ФРАГМЕНТ СТРАНИЦЫ:
Любой памятник XII–XIII вв. цитирует какую-то модель, подобно тому как мыслитель или писатель цитирует свои auctoritates, авторитетные суждения предков. Но памятник, даже поставленный на колонны языческого храма, сполии, не копирует древность[591]. Подобно тому как псевдоэпиграф заявляет, что он принадлежит, скажем, Аристотелю или Дионисию Ареопагиту, храм Гроба Господня в сердце Франции тоже заявляет, что он и есть Гроб Господень, а не его подобие. Корни этой традиции уходят в позднюю Античность и раннее Средневековье. Точно так же, если верить экфразису IX в., Юстиниан по завершении строительства Софии заявил, что он победил Соломона[592], тем самым как бы давая своему храму статус Храма вообще.
Около 760 г. лангобардский герцог Арехис построил в своей южноитальянской столице Беневенто при дворце храм в честь Святой Софии, довольно сложной, пусть и не уникальной для того времени эллипсоидной формы. Первоначальный план из-за позднейших разрушений и поновлений пришлось восстанавливать в 1950-х гг. Посвящение Премудрости Божией уже говорит само за себя, но всякий, кто видел Великую церковь Константинополя, знает (как знали об этом со времен создания шедевра, в VI в.), что повторить его на самом деле невозможно. Это, однако, не помешало неизвестному поэту того времени почувствовать и выразить словами главную культурную, политическую и религиозную претензию герцога:
Герцог Арехис воздвиг здесь храм из паросского камня,
Коего образ твоя прежде бессменно являла,
Юстиниан, по красе не знавшая равных постройка[593].
Придворный умник словно где-то услышал, возможно, и впрямь бытовавшее в фольклоре высказывание Юстиниана — и ответил той же монетой, на стройной латыни. Беневентская София в несколько раз меньше своего столичного образца, она не может сравниться с ним ни по сложности и масштабности архитектурных и инженерных решений, ни по роскоши убранства, ни по удивительному использованию световых эффектов. Однако нельзя не отдать должное смелости строителей: постройка как целое не просто оригинальна, но, если не ошибаюсь, уникальна в архитектуре того времени[594]. Сочетание в плане прямоугольных выступов, слегка скругленных стен по бокам от апсид, двух концентрических кругов крупных импостов, несущих на себе подпружные арки, подчинение внутреннего пространства строго выверенным геометрическим фигурам — кругу, квадрату, треугольнику — все это создавало такой зрительный эффект, который не способна передать никакая фотография и который может быть лишь почувствован на месте (рис. 54). Это телесное, если угодно, восприятие архитектурных объемов роднит два столь, казалось бы, разных памятника. И нет сомнения, что это родство ощущали заказчики этой, наверное, самой оригинальной из дошедших до нас лангобардских построек, в основном известных в лучшем случае по субструкциям[595].
Рис. 54. Собор Святой Софии. Беневенто (Кампания). План. 760-е гг.

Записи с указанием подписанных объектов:

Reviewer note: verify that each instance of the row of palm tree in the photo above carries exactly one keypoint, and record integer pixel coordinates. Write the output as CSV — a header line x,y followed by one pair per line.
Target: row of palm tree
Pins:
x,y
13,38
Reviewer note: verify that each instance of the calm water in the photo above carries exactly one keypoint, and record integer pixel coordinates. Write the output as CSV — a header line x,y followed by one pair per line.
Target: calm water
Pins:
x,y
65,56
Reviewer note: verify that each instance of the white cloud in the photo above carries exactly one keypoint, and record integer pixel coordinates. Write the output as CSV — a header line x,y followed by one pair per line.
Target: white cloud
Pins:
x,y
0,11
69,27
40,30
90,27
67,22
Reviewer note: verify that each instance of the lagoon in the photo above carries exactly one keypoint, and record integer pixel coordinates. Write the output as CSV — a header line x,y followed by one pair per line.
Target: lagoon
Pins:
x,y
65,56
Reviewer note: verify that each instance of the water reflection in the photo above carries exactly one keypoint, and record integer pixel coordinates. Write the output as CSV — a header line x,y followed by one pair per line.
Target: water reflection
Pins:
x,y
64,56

ЧТО НУЖНО СДЕЛАТЬ:
Ответьте на вопросы по фрагменту страницы о храме Святой Софии в Беневенто:
1. Кто, согласно экфразису IX в., заявил, что победил Соломона?
2. Кто и около какого года построил храм в честь Святой Софии в Беневенто?
3. В какие годы пришлось восстанавливать первоначальный план этого храма?
Листинг является самостоятельным материалом.

ИТОГОВЫЙ РЕЗУЛЬТАТ:
1. Юстиниан, по завершении строительства Софии.
2. Лангобардский герцог Арехис, около 760 г.
3. В 1950-х гг.